**What you have to do**
Count the lines in the rows below that contain the string "overcast", matching case exactly. Reply with the number alone.

[Pointing dataset rows]
****************
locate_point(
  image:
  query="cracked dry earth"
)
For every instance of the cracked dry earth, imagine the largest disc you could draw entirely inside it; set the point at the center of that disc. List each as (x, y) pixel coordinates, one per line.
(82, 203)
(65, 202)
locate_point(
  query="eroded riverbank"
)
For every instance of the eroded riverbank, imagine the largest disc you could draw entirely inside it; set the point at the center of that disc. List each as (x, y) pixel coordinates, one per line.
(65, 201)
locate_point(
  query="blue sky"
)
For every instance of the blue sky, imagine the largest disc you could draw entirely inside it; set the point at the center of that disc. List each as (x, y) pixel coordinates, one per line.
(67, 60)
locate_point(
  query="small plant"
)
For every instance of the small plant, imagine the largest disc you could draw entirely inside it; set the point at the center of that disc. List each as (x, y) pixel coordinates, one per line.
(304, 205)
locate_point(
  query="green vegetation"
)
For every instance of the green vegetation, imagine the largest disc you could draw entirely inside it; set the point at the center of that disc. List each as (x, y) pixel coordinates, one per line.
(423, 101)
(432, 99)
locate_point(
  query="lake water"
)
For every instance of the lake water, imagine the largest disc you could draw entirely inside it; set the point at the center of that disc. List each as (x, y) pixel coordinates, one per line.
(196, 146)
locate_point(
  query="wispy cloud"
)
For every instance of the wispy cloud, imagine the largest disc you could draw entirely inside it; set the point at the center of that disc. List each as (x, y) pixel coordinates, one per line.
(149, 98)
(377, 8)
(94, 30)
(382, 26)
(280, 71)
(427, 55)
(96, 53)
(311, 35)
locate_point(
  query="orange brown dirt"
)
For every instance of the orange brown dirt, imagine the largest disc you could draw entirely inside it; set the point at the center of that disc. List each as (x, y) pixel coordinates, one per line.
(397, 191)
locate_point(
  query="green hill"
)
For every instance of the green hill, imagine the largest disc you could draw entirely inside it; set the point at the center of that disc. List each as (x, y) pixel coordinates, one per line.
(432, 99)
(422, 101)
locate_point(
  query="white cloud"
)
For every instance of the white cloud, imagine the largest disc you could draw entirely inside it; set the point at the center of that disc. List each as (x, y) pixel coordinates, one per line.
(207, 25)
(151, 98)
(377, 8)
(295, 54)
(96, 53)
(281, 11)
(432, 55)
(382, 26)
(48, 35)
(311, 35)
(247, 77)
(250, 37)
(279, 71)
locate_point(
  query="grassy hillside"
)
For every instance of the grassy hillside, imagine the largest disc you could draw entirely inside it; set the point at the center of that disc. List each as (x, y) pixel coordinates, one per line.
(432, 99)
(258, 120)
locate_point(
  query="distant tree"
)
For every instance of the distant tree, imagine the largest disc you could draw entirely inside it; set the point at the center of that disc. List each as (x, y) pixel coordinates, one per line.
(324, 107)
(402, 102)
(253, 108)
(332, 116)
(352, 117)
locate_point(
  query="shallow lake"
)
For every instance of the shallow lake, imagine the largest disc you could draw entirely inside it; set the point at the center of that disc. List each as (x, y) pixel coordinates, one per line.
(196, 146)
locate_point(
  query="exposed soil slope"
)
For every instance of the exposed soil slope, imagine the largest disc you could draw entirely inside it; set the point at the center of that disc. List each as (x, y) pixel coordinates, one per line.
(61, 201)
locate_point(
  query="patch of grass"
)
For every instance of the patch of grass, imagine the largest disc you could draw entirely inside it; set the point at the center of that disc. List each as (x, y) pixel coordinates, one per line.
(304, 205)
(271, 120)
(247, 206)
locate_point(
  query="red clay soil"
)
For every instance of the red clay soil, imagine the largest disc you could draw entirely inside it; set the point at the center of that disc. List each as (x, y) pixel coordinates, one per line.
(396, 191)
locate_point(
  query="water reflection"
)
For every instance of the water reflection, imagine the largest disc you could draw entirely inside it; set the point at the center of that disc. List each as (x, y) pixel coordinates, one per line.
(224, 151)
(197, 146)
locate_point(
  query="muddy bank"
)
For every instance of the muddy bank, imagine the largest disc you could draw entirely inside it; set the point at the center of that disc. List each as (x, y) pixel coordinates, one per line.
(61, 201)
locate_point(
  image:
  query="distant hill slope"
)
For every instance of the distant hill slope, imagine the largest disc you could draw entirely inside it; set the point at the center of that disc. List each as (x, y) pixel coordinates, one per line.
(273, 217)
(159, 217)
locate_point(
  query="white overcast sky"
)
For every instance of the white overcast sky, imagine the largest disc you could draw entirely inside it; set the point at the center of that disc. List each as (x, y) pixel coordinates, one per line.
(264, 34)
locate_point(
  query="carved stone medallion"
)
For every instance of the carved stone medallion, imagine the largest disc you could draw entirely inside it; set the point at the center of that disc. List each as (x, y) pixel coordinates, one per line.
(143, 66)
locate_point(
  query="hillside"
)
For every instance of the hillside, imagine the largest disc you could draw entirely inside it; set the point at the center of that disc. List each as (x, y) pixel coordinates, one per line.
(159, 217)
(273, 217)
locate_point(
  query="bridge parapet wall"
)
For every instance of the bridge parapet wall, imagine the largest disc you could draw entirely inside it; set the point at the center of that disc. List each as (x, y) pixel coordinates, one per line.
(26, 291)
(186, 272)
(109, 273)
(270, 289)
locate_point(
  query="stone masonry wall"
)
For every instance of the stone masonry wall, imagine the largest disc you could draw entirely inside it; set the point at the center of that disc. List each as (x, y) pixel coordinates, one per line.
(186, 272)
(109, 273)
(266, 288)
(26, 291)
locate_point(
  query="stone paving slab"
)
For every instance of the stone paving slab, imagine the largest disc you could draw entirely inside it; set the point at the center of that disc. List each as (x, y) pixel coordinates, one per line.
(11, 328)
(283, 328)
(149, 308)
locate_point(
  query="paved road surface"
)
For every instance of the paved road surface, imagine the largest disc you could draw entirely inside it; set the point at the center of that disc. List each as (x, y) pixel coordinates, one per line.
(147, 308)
****************
**Output for this task**
2